%%
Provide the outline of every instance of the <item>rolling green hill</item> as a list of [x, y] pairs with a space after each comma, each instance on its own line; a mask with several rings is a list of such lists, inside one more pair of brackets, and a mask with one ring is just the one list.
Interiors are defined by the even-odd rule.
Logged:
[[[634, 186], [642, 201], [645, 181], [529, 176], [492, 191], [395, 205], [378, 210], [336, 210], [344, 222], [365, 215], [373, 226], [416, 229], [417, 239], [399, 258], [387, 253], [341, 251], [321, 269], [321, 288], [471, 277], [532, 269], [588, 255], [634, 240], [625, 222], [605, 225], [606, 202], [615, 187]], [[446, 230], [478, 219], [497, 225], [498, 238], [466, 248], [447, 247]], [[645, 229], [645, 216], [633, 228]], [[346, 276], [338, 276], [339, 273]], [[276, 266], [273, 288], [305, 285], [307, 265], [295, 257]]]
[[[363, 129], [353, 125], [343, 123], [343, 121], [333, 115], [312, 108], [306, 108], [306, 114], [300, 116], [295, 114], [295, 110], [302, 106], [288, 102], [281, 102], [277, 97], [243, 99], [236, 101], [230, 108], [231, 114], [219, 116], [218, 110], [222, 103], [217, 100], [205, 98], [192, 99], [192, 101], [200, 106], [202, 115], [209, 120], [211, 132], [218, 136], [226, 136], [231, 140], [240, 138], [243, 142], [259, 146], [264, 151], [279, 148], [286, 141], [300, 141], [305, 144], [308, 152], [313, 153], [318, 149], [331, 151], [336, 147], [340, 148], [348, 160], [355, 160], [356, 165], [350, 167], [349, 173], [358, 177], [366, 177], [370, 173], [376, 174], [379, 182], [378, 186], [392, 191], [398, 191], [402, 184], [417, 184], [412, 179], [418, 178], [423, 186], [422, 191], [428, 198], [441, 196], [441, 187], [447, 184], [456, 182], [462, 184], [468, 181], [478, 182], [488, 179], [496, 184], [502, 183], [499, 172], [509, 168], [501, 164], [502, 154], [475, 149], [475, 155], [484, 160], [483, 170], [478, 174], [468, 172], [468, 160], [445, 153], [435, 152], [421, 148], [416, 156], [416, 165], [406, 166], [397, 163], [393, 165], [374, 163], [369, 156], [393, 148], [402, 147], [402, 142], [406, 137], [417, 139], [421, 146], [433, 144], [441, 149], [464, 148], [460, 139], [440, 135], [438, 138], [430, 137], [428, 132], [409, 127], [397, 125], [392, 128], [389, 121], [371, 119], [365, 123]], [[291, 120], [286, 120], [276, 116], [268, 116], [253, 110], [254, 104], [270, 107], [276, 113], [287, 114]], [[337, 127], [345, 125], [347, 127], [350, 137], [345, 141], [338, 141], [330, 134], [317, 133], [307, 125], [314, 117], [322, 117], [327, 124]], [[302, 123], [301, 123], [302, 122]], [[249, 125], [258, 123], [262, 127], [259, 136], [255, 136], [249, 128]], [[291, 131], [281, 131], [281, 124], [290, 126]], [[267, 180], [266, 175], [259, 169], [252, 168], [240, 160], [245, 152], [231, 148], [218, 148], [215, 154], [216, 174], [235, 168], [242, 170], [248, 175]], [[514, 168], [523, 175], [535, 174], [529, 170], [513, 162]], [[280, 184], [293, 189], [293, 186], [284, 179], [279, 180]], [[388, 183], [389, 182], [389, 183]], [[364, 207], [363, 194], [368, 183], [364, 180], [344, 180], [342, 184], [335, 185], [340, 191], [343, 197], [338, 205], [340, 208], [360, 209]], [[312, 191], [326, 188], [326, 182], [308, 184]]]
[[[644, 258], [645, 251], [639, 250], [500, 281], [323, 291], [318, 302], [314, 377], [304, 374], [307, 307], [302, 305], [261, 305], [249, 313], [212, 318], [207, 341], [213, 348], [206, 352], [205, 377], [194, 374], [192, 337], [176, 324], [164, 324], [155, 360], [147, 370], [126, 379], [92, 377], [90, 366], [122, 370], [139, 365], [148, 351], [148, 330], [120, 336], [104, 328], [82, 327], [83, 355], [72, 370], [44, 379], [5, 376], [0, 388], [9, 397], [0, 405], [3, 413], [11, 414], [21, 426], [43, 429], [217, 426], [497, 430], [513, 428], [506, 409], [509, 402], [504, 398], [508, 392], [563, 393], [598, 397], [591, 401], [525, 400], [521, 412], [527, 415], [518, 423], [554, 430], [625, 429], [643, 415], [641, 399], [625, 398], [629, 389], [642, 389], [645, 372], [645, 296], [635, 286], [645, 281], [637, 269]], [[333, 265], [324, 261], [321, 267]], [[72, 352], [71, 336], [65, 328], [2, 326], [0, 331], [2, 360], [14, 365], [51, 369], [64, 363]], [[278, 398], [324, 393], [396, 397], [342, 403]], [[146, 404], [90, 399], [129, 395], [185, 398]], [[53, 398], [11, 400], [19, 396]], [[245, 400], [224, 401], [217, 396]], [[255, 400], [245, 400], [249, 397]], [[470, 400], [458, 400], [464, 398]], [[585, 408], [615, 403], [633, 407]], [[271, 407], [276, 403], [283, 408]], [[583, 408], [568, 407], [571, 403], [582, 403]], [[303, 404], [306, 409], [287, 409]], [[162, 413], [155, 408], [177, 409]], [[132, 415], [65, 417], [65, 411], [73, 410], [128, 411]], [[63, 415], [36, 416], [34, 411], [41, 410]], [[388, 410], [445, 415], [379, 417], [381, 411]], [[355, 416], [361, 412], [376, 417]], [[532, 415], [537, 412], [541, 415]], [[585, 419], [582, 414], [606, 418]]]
%%
> _Written exercise_
Rewrite the lines above as a Markdown table with two columns, No. and Line, giving each line its own numbered row and skipping any blank lines.

> _Answer in full_
| No. | Line |
|---|---|
| 1 | Provide the outline of every instance of the <item>rolling green hill</item> as a list of [x, y] pairs with a space after each comma, each instance on its own line; a mask with several rings is a list of such lists, inside one more pair of brackets, and a mask with one ring is just the one list. |
| 2 | Interiors are defined by the even-odd rule. |
| 3 | Logged: |
| 4 | [[[634, 186], [642, 201], [645, 181], [529, 176], [492, 191], [395, 205], [378, 210], [336, 210], [344, 222], [365, 215], [373, 226], [416, 229], [417, 239], [399, 258], [387, 253], [341, 251], [321, 269], [321, 288], [471, 277], [532, 269], [588, 255], [634, 240], [625, 222], [605, 225], [606, 202], [615, 187]], [[446, 230], [478, 219], [497, 225], [498, 238], [466, 248], [447, 247]], [[645, 229], [645, 216], [633, 228]], [[346, 276], [338, 276], [339, 273]], [[276, 266], [273, 288], [305, 285], [307, 265], [295, 257]]] |
| 5 | [[[363, 129], [353, 125], [343, 123], [343, 121], [333, 115], [312, 108], [306, 108], [306, 114], [300, 116], [295, 114], [295, 110], [302, 106], [288, 102], [281, 102], [277, 97], [243, 99], [236, 101], [230, 108], [231, 114], [219, 116], [218, 110], [222, 103], [217, 100], [205, 98], [192, 99], [192, 101], [200, 106], [202, 115], [209, 120], [211, 132], [218, 136], [226, 136], [231, 140], [240, 138], [243, 142], [259, 146], [264, 151], [279, 148], [286, 141], [300, 141], [305, 144], [308, 152], [313, 153], [318, 149], [331, 151], [336, 147], [340, 148], [348, 160], [355, 160], [356, 165], [350, 167], [349, 173], [358, 177], [366, 177], [370, 173], [376, 174], [379, 182], [378, 186], [392, 191], [398, 191], [402, 184], [417, 184], [412, 179], [418, 178], [423, 186], [422, 191], [428, 198], [441, 196], [441, 187], [447, 184], [456, 182], [462, 184], [468, 181], [478, 182], [488, 179], [496, 184], [502, 183], [499, 172], [509, 168], [501, 164], [502, 154], [475, 149], [475, 155], [484, 160], [483, 170], [478, 174], [468, 172], [468, 160], [445, 153], [435, 152], [421, 148], [416, 156], [416, 165], [406, 166], [397, 163], [393, 165], [374, 163], [369, 156], [393, 148], [402, 147], [402, 142], [406, 137], [417, 139], [421, 146], [433, 144], [441, 149], [464, 148], [460, 139], [440, 135], [438, 138], [430, 137], [428, 132], [409, 127], [397, 125], [392, 128], [389, 121], [371, 119], [365, 123]], [[291, 120], [286, 120], [276, 116], [268, 116], [253, 110], [254, 104], [270, 107], [276, 113], [287, 114]], [[337, 127], [345, 125], [347, 127], [350, 137], [345, 141], [338, 141], [330, 134], [317, 133], [307, 125], [314, 117], [322, 117], [327, 124]], [[302, 123], [301, 123], [302, 122]], [[249, 125], [258, 123], [262, 127], [259, 136], [255, 136], [249, 128]], [[291, 131], [281, 131], [281, 124], [290, 126]], [[267, 180], [266, 175], [259, 169], [252, 168], [240, 160], [245, 152], [231, 148], [218, 148], [215, 154], [216, 174], [235, 168], [242, 170], [248, 175]], [[514, 168], [523, 175], [535, 174], [529, 170], [513, 162]], [[280, 184], [293, 189], [293, 186], [284, 179], [279, 180]], [[388, 183], [389, 182], [389, 183]], [[364, 207], [363, 194], [368, 183], [364, 180], [344, 180], [342, 184], [335, 185], [340, 191], [343, 197], [338, 205], [340, 208], [360, 209]], [[312, 191], [326, 188], [326, 182], [308, 184]]] |
| 6 | [[[644, 258], [645, 251], [639, 250], [500, 281], [323, 291], [318, 302], [314, 377], [304, 374], [307, 307], [302, 305], [261, 305], [249, 313], [212, 318], [207, 341], [213, 348], [206, 352], [205, 377], [194, 374], [192, 337], [176, 324], [164, 324], [155, 360], [147, 370], [126, 379], [92, 377], [90, 366], [122, 370], [139, 365], [148, 351], [148, 330], [120, 336], [104, 328], [82, 327], [83, 355], [72, 370], [44, 379], [5, 376], [0, 388], [9, 397], [0, 405], [3, 413], [11, 414], [21, 426], [43, 429], [217, 426], [497, 430], [513, 428], [506, 409], [509, 402], [504, 398], [508, 392], [563, 393], [598, 397], [591, 401], [525, 400], [521, 412], [527, 415], [518, 423], [554, 430], [625, 429], [643, 415], [641, 399], [625, 398], [629, 389], [642, 389], [645, 372], [645, 296], [635, 286], [645, 281], [637, 269]], [[333, 265], [324, 261], [321, 267]], [[72, 352], [71, 336], [65, 328], [2, 326], [0, 331], [2, 360], [14, 365], [51, 369], [64, 363]], [[278, 398], [324, 393], [396, 397], [342, 403]], [[146, 404], [90, 399], [129, 395], [185, 398]], [[53, 398], [11, 400], [19, 396]], [[245, 400], [224, 401], [217, 396]], [[255, 400], [245, 400], [249, 397]], [[470, 400], [458, 400], [464, 398]], [[585, 408], [615, 403], [633, 407]], [[271, 407], [276, 403], [283, 408]], [[583, 408], [568, 407], [571, 403], [582, 403]], [[303, 404], [306, 409], [287, 409]], [[162, 413], [155, 408], [177, 409]], [[132, 415], [65, 417], [65, 411], [73, 410], [128, 411]], [[63, 415], [36, 416], [34, 411], [41, 410]], [[388, 410], [445, 415], [379, 417], [381, 411]], [[355, 416], [361, 412], [376, 417]], [[532, 415], [537, 412], [541, 415]], [[585, 419], [582, 414], [606, 418]]] |